» **PROBLEM**: From the post on designing belonging below, extract the passage between "Belonging Is A" and "adjusting on purpose.", inclusive, copying it word for word.

» **SELECTION**:
◇ ◇ ◇ ◇ ◇ ◇ ◇

Designing Belonging: How Inclusion Is Created On Purpose

Belonging rarely happens by accident. It’s not the happy coincidence of good intentions or a lucky mix of personalities. Belonging is designed. It’s shaped by choices, habits, and signals that tell people, sometimes before a single word is spoken, “You are welcome here.”

We see this truth play out every time people gather around a table. A game night can feel warm and inviting, or awkward and closed off, even when the same games are played. This difference is not luck. It’s design. 

This week on the Gather Game Grow blog, we're exploring what it means to design belonging on purpose. Inclusion is not a side effect of community. It’s one of the main rules of the game. 

Belonging Is A Feeling, Not A Feature

Researcher and author Brene Brown defines belonging as the innate human desire to be part of something larger than ourselves, paired with the courage to be authentic in that space. Belonging is not about fitting in by changing who you are. It’s about being accepted as you are. 

That distinction matters. Many spaces unintentionally reward conformity instead of connection. People quickly learn the unspoken rules about how to talk, how much to know, and how to behave. Those who already match the norm relax. Those who don’t start editing themselves. 

True inclusion flips that script. It asks, “What signals are we sending?” and “Who might feel unsure here?” Designing belonging means noticing those moments and adjusting on purpose. 

Inclusion Is Active, Not Passive

One of the most common myths about inclusion is that it happens automatically if people are kind. Kindness helps, but it’s not enough. 

Studies on inclusive environments, including research summarized by the Harvard Business Review, show that people feel a stronger sense of belonging when leaders and facilitators actively invite participation, normalize questions, and acknowledge differences. Inclusion shows up in action. 

In tabletop gaming, that can look simple but powerful. Explaining rules without judgment. Checking in about comfort levels with competition or complexity. Offering options instead of assumptions. These small choices add up. 

When inclusion is passive, people must push their way in. When inclusion is designed, the door is already open. 

Games Make Design Visible

Games are a remarkable lens for understanding inclusion because their design is literal. Rules define who can act, when they can act, and how success is measured. When someone struggles to engage, it often points to a design issue, not a personal flaw. 

Game designers have long discussed accessibility and inclusive design. Organizations like AbleGamers and advocates within the tabletop industry emphasize that accessibility features benefit everyone. Clear iconography, flexible difficulty, and cooperative portions don’t lower the experience. They expand it. 

The same principle applies to communities. When we design spaces that support different communication styles, experience levels, and comfort zones, more people thrive. The community becomes richer, not diluted. 

Psychological Safety Builds Belonging

Google’s Project Aristotle study on team effectiveness identified psychological safety as the most important factor in success groups. People perform better and engage more deeply when they feel safe to take risks without fear of embarrassment or rejection.

◇ ◇ ◇ ◇ ◇ ◇ ◇

» **DATASET RECORDS**:
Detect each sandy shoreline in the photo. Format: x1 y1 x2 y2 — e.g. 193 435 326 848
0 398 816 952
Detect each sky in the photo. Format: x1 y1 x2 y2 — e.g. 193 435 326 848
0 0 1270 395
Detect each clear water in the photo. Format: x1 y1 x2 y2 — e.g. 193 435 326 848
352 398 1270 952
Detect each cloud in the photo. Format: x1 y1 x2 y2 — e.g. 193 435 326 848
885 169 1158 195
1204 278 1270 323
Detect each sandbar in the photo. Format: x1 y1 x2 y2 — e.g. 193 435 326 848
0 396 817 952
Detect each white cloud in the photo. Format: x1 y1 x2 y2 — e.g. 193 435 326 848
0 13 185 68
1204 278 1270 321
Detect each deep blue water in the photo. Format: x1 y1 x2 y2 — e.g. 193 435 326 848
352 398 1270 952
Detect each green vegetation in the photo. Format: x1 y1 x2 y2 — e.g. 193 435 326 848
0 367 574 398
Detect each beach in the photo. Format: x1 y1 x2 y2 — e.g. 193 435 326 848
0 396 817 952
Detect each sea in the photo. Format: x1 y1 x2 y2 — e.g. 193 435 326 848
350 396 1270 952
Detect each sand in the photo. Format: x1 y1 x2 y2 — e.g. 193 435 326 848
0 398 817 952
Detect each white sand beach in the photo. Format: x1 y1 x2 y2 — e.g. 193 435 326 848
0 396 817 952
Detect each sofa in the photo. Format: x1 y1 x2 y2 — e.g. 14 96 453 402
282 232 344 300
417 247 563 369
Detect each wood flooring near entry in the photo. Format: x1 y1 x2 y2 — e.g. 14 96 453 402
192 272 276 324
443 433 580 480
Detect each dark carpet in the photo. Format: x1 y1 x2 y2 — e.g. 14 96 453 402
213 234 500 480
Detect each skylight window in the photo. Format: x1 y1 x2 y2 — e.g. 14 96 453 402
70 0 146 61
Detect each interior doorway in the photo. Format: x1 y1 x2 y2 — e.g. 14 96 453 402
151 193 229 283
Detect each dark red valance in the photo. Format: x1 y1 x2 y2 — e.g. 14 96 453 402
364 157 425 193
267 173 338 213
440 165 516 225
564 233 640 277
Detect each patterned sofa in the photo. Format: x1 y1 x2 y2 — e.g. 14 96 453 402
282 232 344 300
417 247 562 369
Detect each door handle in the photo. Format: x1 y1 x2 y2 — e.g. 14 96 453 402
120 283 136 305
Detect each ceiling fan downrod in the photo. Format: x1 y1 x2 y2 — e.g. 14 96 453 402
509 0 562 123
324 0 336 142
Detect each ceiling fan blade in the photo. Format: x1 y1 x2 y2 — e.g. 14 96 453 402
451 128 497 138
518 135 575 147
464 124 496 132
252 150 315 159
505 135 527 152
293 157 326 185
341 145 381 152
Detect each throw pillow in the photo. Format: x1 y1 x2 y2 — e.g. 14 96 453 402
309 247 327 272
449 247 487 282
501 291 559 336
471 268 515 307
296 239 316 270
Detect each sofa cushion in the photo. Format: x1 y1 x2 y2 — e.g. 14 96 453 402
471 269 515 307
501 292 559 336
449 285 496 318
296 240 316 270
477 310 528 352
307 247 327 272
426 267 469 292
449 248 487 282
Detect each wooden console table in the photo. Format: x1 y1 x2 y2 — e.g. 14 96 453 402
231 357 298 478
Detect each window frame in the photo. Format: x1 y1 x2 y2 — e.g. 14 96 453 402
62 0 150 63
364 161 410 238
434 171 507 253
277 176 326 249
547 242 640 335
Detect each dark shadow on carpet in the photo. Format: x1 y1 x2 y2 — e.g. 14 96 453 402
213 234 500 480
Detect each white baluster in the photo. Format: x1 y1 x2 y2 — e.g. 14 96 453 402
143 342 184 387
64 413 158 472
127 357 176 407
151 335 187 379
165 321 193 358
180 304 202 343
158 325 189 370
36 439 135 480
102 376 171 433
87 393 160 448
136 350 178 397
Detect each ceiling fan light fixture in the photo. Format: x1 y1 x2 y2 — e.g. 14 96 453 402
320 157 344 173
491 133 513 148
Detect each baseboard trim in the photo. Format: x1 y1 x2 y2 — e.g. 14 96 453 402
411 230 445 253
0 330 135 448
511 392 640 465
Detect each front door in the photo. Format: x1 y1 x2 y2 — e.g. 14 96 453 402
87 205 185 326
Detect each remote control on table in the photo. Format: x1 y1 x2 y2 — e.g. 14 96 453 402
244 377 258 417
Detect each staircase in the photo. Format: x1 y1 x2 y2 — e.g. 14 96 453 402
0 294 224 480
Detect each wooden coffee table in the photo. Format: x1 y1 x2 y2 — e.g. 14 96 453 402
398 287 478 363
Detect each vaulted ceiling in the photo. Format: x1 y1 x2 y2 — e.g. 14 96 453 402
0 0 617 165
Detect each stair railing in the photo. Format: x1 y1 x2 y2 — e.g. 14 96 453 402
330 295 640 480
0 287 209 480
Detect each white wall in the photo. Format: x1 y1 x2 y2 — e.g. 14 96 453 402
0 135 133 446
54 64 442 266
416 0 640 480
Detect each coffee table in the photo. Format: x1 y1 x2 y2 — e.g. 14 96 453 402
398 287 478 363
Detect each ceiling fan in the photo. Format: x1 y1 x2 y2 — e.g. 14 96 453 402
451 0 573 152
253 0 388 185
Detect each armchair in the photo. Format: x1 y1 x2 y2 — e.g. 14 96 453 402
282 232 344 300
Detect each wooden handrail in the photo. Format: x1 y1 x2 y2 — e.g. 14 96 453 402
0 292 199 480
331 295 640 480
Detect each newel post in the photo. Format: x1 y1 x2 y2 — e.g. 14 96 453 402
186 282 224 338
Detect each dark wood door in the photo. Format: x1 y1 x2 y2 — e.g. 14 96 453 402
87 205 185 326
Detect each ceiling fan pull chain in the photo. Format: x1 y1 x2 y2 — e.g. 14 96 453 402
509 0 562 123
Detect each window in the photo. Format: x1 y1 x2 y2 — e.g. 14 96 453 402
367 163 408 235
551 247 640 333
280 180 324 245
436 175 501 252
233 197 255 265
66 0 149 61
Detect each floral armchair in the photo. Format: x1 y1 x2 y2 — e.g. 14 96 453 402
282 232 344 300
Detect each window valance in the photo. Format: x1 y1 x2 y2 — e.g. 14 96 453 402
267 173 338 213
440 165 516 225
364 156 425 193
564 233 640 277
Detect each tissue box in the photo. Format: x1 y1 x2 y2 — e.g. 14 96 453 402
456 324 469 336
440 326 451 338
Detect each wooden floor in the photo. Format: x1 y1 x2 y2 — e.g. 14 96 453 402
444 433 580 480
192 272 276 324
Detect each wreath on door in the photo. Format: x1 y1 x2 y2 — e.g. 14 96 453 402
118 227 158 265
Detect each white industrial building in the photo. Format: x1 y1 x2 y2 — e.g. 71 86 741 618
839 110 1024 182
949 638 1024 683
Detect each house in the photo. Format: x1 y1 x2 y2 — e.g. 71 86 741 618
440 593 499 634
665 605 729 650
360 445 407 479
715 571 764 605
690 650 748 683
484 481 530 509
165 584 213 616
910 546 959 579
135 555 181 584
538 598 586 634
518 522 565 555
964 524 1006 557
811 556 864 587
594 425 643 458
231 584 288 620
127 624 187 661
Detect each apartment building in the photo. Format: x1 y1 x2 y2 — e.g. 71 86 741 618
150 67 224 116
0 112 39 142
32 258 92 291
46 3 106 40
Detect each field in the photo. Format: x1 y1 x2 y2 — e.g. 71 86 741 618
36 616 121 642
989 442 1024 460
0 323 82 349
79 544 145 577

◇ ◇ ◇ ◇ ◇ ◇ ◇

» **FINISHED EXERCISE**:
Belonging Is A Feeling, Not A Feature

Researcher and author Brene Brown defines belonging as the innate human desire to be part of something larger than ourselves, paired with the courage to be authentic in that space. Belonging is not about fitting in by changing who you are. It’s about being accepted as you are. 

That distinction matters. Many spaces unintentionally reward conformity instead of connection. People quickly learn the unspoken rules about how to talk, how much to know, and how to behave. Those who already match the norm relax. Those who don’t start editing themselves. 

True inclusion flips that script. It asks, “What signals are we sending?” and “Who might feel unsure here?” Designing belonging means noticing those moments and adjusting on purpose.